Document extract >>
● ● ● ● ● ● ●

In this chapter, we describe the enabling technologies underlying diamond electrochemistry, the early work on diamond electrochemistry itself, and two major threads of current research. The present status of the field is covered in the other chapters of this volume.
1.1.1 Chemical Vapor Deposition of Diamond
Diamond electrochemistry has been made possible by development of methods for the chemical vapor deposition of diamond. The first reported growth of diamond at sub-atmospheric pressure, where diamond is metastable with respect to graphite, was by Eversole [1] at Union Carbide Corporation. He grew diamond on high-surface area powder from methane and carbon monoxide. This effort was ultimately abandoned after the announcement of the successful growth of diamond at high pressures by General Electric Corporation [2]. Eversole's work was later extended by Angus et al. at Case Western Reserve University [3–7] and by Deryagin and a large group at the Physical Chemistry Institute in Moscow [8–13]. The Angus group showed the beneficial effect of added hydrogen on diamond yield, developed methods for removing unwanted graphitic carbon using atomic hydrogen, and grew boron-doped diamond by chemical vapor deposition [5]. In their first studies, the Soviet workers reported the growth of filamentary diamond whiskers using a vapor-liquid-solid (VLS) technique with molten iron and nickel [8, 9]. Surprisingly, this process has received little attention in subsequent years. From the same group at the Physical Chemistry Institute, Varnin et al. [11] grew diamond thin films from the gas phase; Spitsyn, Bouilov, and Deryagin [13] reported both diamond films and isolated diamond crystals grown on copper substrates by chemical vapor transport from a graphite source.
These very early studies were the first to show that diamond could be grown at conditions in which it is not the stable phase. At the time, diamond synthesis at low pressures was widely believed to be impossible and in violation of the second law of thermodynamics. Although the early studies showed the feasibility of diamond synthesis by chemical vapor deposition, the growth rates were low. This situation changed dramatically in the mid-1980s. A group at the National Institute for Research in Materials in Tsukuba, Japan, under the leadership of Nobuo Setaka achieved large increases in growth rates by activating the gas phase during growth with a hot filament [14, 15], a microwave discharge [16], and an RF discharge [17, 18]. Matsui, Matsumoto, and Setaka [19] also performed careful characterization of their product diamond. Since the mid-1980s, the interest in chemical vapor deposition of diamond has expanded enormously, and it is now used to grow extremely high-quality diamond in many shapes and sizes.

● ● ● ● ● ● ●

(Items from a labeling collection)
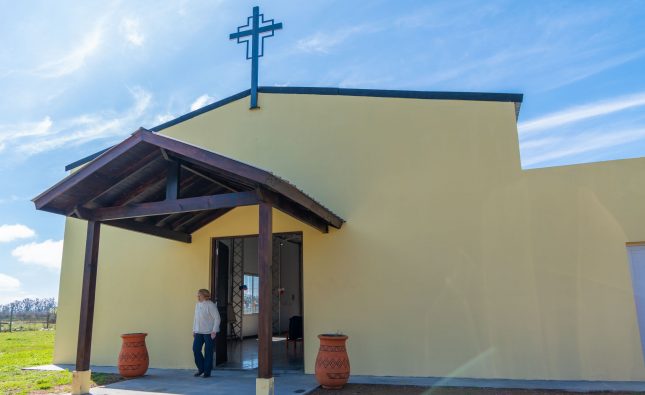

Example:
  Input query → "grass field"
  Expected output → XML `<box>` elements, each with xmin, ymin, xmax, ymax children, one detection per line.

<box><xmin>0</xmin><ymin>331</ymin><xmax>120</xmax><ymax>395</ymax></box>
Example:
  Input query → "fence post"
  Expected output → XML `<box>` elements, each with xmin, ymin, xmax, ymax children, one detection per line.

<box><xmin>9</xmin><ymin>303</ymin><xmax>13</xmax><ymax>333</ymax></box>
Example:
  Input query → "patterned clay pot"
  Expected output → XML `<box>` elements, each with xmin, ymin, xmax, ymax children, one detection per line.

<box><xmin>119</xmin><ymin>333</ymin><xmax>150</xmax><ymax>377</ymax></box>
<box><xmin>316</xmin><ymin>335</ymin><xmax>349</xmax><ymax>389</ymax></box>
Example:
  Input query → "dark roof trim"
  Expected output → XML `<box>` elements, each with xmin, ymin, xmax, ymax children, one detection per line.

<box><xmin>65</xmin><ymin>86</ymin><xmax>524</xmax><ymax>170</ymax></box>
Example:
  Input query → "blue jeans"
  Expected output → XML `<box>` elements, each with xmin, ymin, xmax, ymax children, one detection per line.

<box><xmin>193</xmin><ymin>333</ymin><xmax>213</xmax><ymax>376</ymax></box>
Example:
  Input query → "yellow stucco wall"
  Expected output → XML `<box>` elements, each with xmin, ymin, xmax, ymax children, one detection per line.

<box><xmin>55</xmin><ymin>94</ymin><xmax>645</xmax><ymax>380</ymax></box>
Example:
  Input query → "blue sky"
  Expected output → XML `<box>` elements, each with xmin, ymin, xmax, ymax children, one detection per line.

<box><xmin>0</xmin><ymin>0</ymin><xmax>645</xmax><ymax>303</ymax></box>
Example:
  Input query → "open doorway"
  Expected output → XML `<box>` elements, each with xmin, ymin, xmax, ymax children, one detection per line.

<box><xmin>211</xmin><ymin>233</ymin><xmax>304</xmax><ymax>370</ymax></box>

● ● ● ● ● ● ●

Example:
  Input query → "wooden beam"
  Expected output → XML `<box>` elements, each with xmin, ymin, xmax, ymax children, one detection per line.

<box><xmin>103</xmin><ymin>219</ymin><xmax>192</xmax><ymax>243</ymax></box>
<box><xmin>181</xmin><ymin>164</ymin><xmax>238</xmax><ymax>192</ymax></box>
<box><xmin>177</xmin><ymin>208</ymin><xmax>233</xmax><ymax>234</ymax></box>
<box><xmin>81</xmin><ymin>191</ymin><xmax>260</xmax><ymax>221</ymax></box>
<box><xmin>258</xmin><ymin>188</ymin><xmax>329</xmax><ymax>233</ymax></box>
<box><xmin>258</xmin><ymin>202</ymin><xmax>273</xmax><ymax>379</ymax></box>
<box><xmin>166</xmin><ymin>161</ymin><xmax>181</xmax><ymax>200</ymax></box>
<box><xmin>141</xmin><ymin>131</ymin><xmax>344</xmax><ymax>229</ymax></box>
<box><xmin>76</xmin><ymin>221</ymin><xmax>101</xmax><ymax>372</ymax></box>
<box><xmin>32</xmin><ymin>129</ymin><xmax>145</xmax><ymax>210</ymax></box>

● ● ● ● ● ● ●

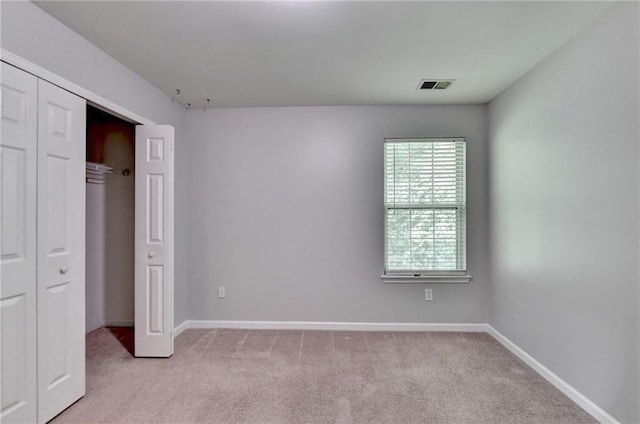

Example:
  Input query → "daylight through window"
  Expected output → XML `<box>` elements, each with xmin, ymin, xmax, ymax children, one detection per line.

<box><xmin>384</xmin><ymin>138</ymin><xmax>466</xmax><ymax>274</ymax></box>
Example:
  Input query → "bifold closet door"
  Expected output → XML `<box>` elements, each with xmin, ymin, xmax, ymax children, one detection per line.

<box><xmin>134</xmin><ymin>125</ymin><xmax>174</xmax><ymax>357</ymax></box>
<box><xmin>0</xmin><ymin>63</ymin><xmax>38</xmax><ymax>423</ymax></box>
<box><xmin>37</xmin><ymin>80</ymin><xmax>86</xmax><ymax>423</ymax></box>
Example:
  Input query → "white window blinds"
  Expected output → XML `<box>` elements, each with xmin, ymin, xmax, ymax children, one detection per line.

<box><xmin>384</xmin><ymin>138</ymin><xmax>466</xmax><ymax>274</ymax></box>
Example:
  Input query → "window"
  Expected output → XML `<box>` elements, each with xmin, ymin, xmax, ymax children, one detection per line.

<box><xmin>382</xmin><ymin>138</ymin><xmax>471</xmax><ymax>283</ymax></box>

● ● ● ● ● ● ●

Work instructions >>
• a. Answer these questions from the passage on chemical vapor deposition of diamond:
(i) Who first reported growing diamond at sub-atmospheric pressure, and at which company?
(ii) What technique did the Soviet workers use to grow filamentary diamond whiskers in their first studies?
(iii) Where was the group led by Nobuo Setaka located?
• b. Carry on the passage on chemical vapor deposition of diamond, picking up after its final sentence.

Written responses >>
• a.
(i) Eversole, at Union Carbide Corporation.
(ii) A vapor-liquid-solid (VLS) technique with molten iron and nickel.
(iii) At the National Institute for Research in Materials in Tsukuba, Japan.

• b.
1.1.2 Doping of Diamond
For most electrochemical applications, it is necessary to use conducting diamond obtained by doping with the group III element, boron. The effect of boron on the electrical conductivity of diamond has been well studied and is covered in several classic review volumes [20–24]. Poferl, Gardner, and Angus [5] in 1973 were the first to grow boron-doped conducting diamond by chemical vapor deposition. This study was done to provide further confirmation of metastable diamond growth. Since then, numerous studies of diamond doping have been made. The boron-doping agent is usually added through small amounts of diborane, trimethyl boron, or organic borates in the source gases, but solid-state boron sources have also been successfully used. Reviews by Pan and Kania [25] and Werner and Locher [26] describe the state of the art in the mid-1990s; more recent discussions [27–29] are available. At low concentrations, boron promotes p-type semiconductivity in diamond with an acceptor level 0.37 eV above the valence band [30]. At boron concentrations higher than 1017 to 1018 cm−3, an impurity band forms and the acceptor gap is reduced [31–34]. At boron concentrations from 1020 to 1021 cm−3, diamond is a semimetal, with resistivities as low as 0.001 Ω-cm.
For electrosynthesis and electrodestruction applications, high conductivities are desirable; for photoelectrochemistry and semiconductor electrochemistry, low conductivity electrodes are used. The uniformity of boron concentration is an important variable in electrochemical applications. Spitsyn et al. in 1981 [13] and Janssen et al. in 1990 [35] showed that more boron was incorporated in (111) growth sectors than in (100) sectors.
1.1.3 Surface Characterization of Diamond
Diamond, graphene and carbon nanotubes are unique among the common semiconductors in having no stable solid surface oxide. Furthermore, the chemistry of the diamond surface is closely related to well-known organic chemical processes. As a consequence, it is possible to tailor the properties of the diamond surface for sensor and other applications by changing the surface functionalization.
The most significant early paper on diamond surfaces was the LEED study by Lander and Morrison at Bell Laboratories in 1966 [36]. They showed that hydrogen-termination of (111) diamond surfaces eliminated the reconstruction of the clean surface and gave an (essentially) bulk-terminated surface. They also found significant atom mobility on the diamond surface between 900°C and 1400°C. Lander and Morrison explicitly stated that this behavior could make epitaxial extension of diamond feasible. Another important early study of diamond surfaces and their interaction with gases was by Lurie and Wilson in 1977 [37].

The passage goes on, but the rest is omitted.